[Excerpt from a dataset]
▬▬▬

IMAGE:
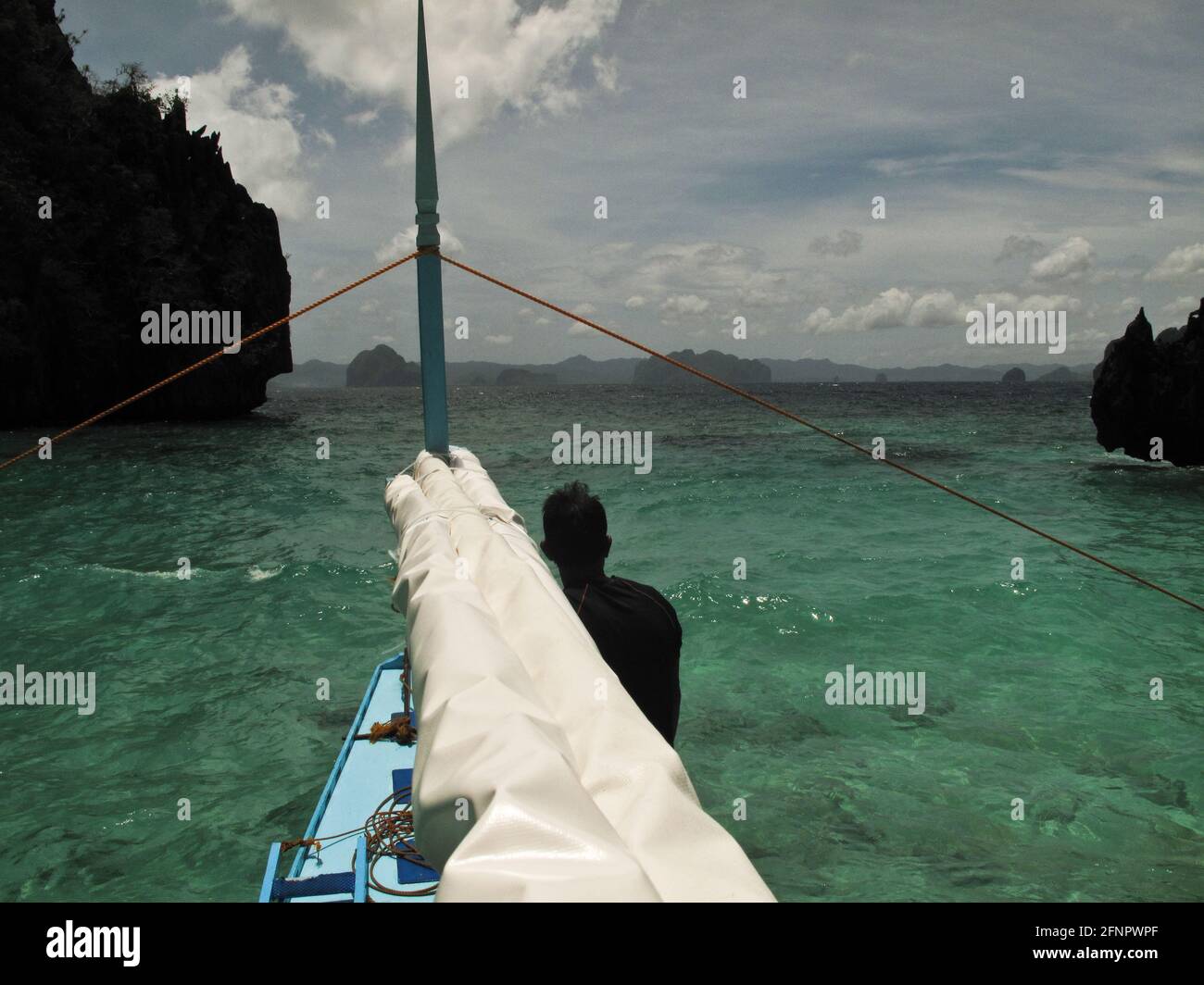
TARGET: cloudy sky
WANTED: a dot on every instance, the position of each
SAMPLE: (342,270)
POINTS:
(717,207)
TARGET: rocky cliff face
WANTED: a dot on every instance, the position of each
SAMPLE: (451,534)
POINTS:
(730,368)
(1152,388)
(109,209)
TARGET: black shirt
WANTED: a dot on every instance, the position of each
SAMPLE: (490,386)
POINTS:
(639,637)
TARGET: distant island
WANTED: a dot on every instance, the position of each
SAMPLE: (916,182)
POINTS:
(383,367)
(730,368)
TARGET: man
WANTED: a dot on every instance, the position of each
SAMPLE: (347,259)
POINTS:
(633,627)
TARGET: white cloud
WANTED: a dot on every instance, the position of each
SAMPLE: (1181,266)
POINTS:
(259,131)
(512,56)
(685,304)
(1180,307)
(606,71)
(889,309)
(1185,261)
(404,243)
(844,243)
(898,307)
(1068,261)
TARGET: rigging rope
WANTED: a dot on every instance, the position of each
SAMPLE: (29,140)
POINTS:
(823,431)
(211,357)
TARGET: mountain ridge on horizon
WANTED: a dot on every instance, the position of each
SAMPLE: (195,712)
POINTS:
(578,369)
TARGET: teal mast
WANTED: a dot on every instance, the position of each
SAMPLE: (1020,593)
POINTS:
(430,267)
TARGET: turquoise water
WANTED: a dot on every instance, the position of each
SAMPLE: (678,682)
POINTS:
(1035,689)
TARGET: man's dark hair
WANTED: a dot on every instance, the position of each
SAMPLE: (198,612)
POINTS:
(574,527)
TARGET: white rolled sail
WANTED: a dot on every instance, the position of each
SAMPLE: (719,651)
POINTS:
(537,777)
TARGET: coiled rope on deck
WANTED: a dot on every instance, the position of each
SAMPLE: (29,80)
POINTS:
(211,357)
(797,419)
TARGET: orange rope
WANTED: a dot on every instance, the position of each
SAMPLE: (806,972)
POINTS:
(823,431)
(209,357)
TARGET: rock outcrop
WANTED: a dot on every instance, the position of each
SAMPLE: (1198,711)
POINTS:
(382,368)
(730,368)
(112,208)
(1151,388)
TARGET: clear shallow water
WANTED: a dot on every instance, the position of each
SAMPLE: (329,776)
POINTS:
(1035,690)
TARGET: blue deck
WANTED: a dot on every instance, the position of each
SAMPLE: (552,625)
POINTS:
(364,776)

▬▬▬

*Exercise instructions*
Your copy of the data above should match it exactly, except that pictures are left out.

*Solution to the exercise*
IMAGE:
TARGET: cloudy sky
WANTED: a dot on every instance, the position of each
SAMPLE: (342,270)
POINTS:
(717,207)
TARGET: rocky cliff face
WANTED: a dot on every instance, the position of each
SAMPLE: (451,534)
POINTS:
(730,368)
(1152,388)
(109,209)
TARGET: black shirt
WANTED: a dot on every instance, the position of each
SAMPLE: (490,386)
POINTS:
(639,637)
TARGET: distant island
WANTED: a dot on every instance, the position of each
SAMPLE: (916,182)
POINTS:
(383,367)
(730,368)
TARGET: man
WANTED: a dot on every instance, the position of each
SAMPLE: (347,259)
POINTS:
(633,627)
TARGET: white cloud
WANTED: a dot on every instance, the position of each
SAMPLE: (1181,266)
POINTS:
(259,131)
(512,56)
(685,304)
(1180,307)
(606,71)
(889,309)
(1185,261)
(404,243)
(844,243)
(898,307)
(1068,261)
TARGET: rigging rope
WANTED: a dot on every instance, the position of each
SAMPLE: (29,140)
POINTS:
(823,431)
(211,357)
TARGET: mountain ridge on horizon
WANTED: a dot on every instance, the position of each
SAMPLE: (195,712)
POINTS:
(578,369)
TARGET: teal mast
WANTED: a dot on every instance, the position of each
SAMPLE: (1020,593)
POINTS:
(430,267)
TARGET: turquoise water
WANTED: a dot on every instance, the position of each
SAMPLE: (678,682)
POINTS:
(1035,689)
TARGET: man's dark hair
WANTED: a dot on every instance, the position of each
SAMPLE: (198,612)
POINTS:
(574,527)
TARGET: white rolled sail
WANTED: a dot on every instance, the position of each
SAMPLE: (719,651)
POINTS:
(537,777)
TARGET: coiled rope on deck
WANTED: a dot on every instance, the position of each
SAMPLE: (29,80)
POINTS:
(211,357)
(797,419)
TARGET: orange rope
WANTED: a dot on every instance, the position of each
SAMPLE: (806,972)
POINTS:
(823,431)
(209,357)
TARGET: rock outcrop
WANTED: a dot on every instance, the position of each
SAMPLE: (1198,711)
POINTS:
(382,368)
(730,368)
(112,208)
(1151,388)
TARGET: clear shallow water
WANTED: a dot on every instance, the position of each
SAMPLE: (329,776)
POINTS:
(1035,690)
TARGET: blue deck
WANTED: a dot on every instance, the position of each
SAMPLE: (552,625)
POINTS:
(364,776)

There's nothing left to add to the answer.